Output every record exactly and leave each picture out.

Referring expression data

<<<<

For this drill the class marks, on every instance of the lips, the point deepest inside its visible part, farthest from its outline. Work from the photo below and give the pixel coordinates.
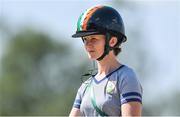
(91, 51)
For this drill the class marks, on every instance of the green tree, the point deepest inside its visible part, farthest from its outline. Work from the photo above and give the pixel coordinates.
(36, 76)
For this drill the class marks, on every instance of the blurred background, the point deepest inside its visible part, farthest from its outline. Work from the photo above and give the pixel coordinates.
(41, 65)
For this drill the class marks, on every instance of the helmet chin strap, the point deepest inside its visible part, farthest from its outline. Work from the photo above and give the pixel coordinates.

>>>>

OUTPUT:
For this drill the class marks, on every instance of the lips, the point deepest inside its visible part, farthest from its outline. Work from the photo below and give the pixel coordinates.
(91, 51)
For this drill the class marks, on every instance of the green tree, the point deepest inside its visible part, farthest from its outline. Work from the photo above and give the pixel coordinates.
(36, 76)
For this drill the class marks, on every instance of the blurred background, the point deepest inside its visible part, farthest from its outline. Work from the photo above and give the pixel coordinates.
(41, 65)
For this drill the class marks, on every instance of the helmet chin strap, the point deepest inside its visible part, farthest from its outline. Work from the photo above and give the pixel coordinates.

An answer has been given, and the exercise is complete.